From the acupuncture text, set down everything from "How many treatments" down to "can acupuncture help?", word for word.
== Excerpted text ==
How many treatments are needed?

No two patients are alike and therefore no two treatments are the same. Treatments are designed according to each individual’s condition. The number of treatments needed varies from person to person. Complex or chronic conditions may require two treatments a week for several months. On the other hand acute problems and very painful conditions, such as acute back strain, may require several visits within a short period of time – 2-3x/week for two to three weeks. The number of treatments also depends on how quickly the patient responds to the acupuncture; some people may begin noticing results after 2 sessions, while others need a series of sessions before experiencing significant benefit. In general, however, it may take 5-15 continued and consistent treatments to achieve desired results.

What conditions can acupuncture help?

Acupuncture has been effectively used to treat a wide range of health problems. The World Health Organization (WHO) and National Institute of Health (NIH) recognize acupuncture’s efficacy in the treatment of lots of medical conditions. The following is a partial list of conditions that acupuncture is appropriate according to WHO and NIH:
Musculo-Skeletal disorders: Pain management, arthritis, low back pain, Shoulder pain, neck pain, arthritis, muscle injury, carpal tunnel,Bursitis, sprains, tendonitis.
===
== Extracted records ==
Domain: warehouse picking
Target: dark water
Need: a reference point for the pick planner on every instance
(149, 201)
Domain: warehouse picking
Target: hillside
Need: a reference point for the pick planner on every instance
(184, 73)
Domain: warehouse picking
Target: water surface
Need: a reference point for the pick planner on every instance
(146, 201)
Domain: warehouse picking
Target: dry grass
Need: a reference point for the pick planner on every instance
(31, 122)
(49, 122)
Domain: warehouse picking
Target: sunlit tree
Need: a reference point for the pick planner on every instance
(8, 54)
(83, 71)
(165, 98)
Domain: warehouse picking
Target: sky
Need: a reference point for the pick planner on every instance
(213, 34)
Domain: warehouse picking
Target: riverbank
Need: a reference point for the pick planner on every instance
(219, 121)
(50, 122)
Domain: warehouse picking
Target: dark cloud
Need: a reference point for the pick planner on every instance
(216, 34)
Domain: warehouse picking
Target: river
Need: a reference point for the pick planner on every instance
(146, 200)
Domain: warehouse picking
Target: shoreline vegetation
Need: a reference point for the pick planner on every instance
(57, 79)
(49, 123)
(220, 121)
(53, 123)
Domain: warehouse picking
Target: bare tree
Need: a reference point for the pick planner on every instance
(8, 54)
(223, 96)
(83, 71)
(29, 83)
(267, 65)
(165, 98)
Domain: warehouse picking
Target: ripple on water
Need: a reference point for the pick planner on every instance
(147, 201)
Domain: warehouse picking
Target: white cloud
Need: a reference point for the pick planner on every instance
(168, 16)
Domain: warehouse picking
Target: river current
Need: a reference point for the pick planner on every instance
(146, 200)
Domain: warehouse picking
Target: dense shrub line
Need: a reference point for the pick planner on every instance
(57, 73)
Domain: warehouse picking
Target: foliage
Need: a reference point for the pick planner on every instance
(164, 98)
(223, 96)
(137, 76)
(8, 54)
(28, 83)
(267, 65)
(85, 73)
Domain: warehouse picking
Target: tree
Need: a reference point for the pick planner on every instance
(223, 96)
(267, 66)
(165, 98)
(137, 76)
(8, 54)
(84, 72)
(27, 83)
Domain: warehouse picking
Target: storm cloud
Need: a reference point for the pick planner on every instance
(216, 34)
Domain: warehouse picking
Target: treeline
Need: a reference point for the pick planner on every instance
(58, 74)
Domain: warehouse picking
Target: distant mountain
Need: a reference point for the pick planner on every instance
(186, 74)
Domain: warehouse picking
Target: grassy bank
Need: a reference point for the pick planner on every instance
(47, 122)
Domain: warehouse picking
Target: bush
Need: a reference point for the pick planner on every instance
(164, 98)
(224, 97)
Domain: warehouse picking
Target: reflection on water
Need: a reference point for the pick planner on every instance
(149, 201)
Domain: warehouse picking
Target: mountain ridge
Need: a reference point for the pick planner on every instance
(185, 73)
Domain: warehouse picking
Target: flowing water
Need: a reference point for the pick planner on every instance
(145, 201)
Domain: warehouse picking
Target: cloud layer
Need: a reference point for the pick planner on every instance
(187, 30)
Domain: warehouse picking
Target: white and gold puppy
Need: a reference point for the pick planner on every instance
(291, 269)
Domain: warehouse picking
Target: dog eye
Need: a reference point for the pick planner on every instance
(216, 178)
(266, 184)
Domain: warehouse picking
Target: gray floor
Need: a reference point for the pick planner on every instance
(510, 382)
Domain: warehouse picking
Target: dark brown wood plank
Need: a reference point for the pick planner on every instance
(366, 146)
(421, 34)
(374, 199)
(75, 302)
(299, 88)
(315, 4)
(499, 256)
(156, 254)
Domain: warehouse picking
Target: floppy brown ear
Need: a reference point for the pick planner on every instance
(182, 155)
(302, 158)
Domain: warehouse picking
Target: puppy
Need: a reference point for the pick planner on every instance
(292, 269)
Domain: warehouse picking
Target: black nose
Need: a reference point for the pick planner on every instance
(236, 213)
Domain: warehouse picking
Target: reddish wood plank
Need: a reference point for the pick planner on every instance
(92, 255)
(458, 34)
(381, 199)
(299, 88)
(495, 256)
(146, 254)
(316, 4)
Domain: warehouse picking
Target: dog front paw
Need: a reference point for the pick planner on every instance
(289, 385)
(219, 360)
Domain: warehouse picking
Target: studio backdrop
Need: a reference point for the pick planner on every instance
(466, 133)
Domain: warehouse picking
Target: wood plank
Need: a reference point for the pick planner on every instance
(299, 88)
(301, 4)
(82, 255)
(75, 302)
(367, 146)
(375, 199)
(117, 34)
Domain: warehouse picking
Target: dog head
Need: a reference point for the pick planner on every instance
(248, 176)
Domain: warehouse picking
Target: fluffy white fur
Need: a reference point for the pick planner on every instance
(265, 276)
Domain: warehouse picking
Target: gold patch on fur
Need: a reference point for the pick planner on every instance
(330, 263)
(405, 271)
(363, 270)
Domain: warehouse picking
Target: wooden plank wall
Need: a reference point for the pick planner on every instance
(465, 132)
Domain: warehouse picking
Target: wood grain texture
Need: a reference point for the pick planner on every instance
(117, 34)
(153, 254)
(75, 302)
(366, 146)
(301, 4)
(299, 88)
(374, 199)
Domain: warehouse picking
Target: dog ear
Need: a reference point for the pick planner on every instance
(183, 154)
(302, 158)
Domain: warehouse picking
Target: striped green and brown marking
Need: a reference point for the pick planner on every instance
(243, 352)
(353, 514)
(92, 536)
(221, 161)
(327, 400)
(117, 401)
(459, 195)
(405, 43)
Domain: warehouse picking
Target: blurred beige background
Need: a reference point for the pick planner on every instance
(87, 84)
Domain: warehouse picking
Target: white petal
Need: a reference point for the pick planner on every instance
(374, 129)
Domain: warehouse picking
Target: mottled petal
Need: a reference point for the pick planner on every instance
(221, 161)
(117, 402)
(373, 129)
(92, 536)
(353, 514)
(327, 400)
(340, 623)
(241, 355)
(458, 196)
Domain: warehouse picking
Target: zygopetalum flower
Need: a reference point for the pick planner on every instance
===
→ **Response to this task**
How many treatments are needed?

No two patients are alike and therefore no two treatments are the same. Treatments are designed according to each individual’s condition. The number of treatments needed varies from person to person. Complex or chronic conditions may require two treatments a week for several months. On the other hand acute problems and very painful conditions, such as acute back strain, may require several visits within a short period of time – 2-3x/week for two to three weeks. The number of treatments also depends on how quickly the patient responds to the acupuncture; some people may begin noticing results after 2 sessions, while others need a series of sessions before experiencing significant benefit. In general, however, it may take 5-15 continued and consistent treatments to achieve desired results.

What conditions can acupuncture help?